Healthy School Lunches

Kids Need a Balanced Meal

By Jeni Wolanin, Labor and Delivery Nurse, The Family Birth Center at Northern Nevada Sierra Medical Center

Woman making a healthy lunchWe can’t believe we are saying it but, yes, back-to-school is here. There is so much excitement that goes along with sending kids to school, and we want to share helpful resources to ensure what goes in your kids’ lunchboxes is not only healthy but fun and fulfilling.

What are the essential food groups that should be included in a child’s lunch?

Kids, like adults, need a balanced plate or box at each meal to ensure they are getting needed vitamins and nutrients. This includes vegetables, protein, fruit, dairy and whole grains. When selecting these items for your child’s lunchbox, give different options as often as able so your child experiences variety in foods.

I also recommend including items they know and like. This will vary by kid, age range and personal preferences. Here are a few examples:

  • Vegetables: ants on a log (peanut butter or a nut-free spread with raisins), carrots and dip, corn inside a quesadilla
  • Protein: nut butters, yogurt drink, oatmeal, sliced turkey, smoothie, edamame
  • Fruit: banana, grapes, apples slices and peanut butter or a nut free spread
  • Dairy: cheese sticks, cottage cheese with fruit, fruit smoothie with low-fat milk
  • Whole Grains: popcorn, oatmeal, whole grain bread on a sandwich, whole grain pasta

How much water should kids drink during the school day?

It is also critical to ensure your child stays hydrated during the school day. Send your child to school with a 16-20 ounce water bottle that they can refill throughout the day. The recommendations state that a child should drink one ounce of water for every pound at half their body weight. For example, if your child is 50 pounds, they should drink 25 ounces per day. For kids who do not prefer plain water, you can add a fresh fruit filter or a no sugar enhancer to give them a flavor boost.

What are some of your kids’ favorite foods for lunches?

My kids are both unique in that they each like different foods. I usually start the lunchbox prep with a Bento box. Using this type of organizer for food is great for kids. Not only does it keep foods separate, it helps manage portions and gives a visual reminder that parents are packing different food groups. You can also purchase a Bento that holds hot and cold foods so your child is not limited on options.

Another option to consider is making their lunchbox fun. Pack a note, include a joke or cut their sandwich or bread into a fun shape. Here are some of my favorite kid lunches to make.

Make-Your-Own Pizza Lunch

*To save time, make the pizzas for your child (cooked or cold)

================================

→ ACTIVITY
Translate the following sentence from the article on healthy school lunches into Spanish: "Kids, like adults, need a balanced plate or box at each meal to ensure they are getting needed vitamins and nutrients."

================================

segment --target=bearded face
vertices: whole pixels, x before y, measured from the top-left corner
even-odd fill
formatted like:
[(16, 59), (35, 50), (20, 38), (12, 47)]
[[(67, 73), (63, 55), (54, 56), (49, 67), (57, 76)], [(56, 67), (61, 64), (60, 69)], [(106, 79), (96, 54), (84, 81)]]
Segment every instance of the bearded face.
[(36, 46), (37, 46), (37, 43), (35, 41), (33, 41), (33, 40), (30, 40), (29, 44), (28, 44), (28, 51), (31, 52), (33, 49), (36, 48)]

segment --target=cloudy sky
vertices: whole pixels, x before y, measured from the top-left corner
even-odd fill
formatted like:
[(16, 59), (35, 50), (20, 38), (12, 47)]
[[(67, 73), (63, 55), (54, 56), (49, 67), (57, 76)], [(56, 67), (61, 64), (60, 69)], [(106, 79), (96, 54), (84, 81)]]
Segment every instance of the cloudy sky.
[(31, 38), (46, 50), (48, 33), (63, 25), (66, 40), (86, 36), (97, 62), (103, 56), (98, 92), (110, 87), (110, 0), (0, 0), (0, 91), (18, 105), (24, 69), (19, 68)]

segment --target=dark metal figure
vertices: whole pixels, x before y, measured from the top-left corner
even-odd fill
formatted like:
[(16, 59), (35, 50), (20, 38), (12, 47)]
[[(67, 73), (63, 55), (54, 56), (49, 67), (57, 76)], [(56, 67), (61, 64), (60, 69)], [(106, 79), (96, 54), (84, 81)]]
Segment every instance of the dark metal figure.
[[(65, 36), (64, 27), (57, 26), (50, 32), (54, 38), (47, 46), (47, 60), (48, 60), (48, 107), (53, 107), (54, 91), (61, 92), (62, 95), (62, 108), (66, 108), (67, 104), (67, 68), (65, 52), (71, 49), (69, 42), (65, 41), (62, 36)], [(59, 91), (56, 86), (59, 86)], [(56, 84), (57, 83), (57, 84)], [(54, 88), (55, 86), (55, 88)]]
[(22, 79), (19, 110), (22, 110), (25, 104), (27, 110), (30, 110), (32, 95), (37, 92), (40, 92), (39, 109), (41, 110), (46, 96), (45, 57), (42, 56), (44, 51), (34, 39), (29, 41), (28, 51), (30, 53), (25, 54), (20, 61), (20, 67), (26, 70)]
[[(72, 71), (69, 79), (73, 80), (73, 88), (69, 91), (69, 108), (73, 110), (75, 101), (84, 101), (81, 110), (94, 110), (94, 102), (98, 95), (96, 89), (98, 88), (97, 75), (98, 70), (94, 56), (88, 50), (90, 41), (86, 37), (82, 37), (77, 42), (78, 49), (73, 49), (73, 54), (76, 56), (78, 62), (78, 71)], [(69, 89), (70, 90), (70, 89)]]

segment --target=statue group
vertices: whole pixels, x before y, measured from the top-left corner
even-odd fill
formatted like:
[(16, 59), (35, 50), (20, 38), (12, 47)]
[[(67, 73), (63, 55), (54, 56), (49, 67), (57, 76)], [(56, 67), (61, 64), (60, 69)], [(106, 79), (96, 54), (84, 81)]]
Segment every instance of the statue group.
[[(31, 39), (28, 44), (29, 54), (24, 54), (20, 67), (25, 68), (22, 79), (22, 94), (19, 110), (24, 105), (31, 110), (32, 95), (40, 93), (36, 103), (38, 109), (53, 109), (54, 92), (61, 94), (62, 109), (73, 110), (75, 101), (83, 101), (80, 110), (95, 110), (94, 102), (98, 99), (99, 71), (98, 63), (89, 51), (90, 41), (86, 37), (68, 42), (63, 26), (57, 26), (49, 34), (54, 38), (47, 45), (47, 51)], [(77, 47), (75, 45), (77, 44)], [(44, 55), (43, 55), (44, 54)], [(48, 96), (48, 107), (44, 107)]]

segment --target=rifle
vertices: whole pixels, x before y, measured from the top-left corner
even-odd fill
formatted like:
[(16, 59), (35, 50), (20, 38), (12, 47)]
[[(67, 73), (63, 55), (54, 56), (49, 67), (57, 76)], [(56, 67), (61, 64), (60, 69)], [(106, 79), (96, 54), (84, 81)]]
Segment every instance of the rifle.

================================

→ REPLY
Los niños, al igual que los adultos, necesitan un plato o una caja equilibrados en cada comida para asegurarse de que reciben las vitaminas y los nutrientes necesarios.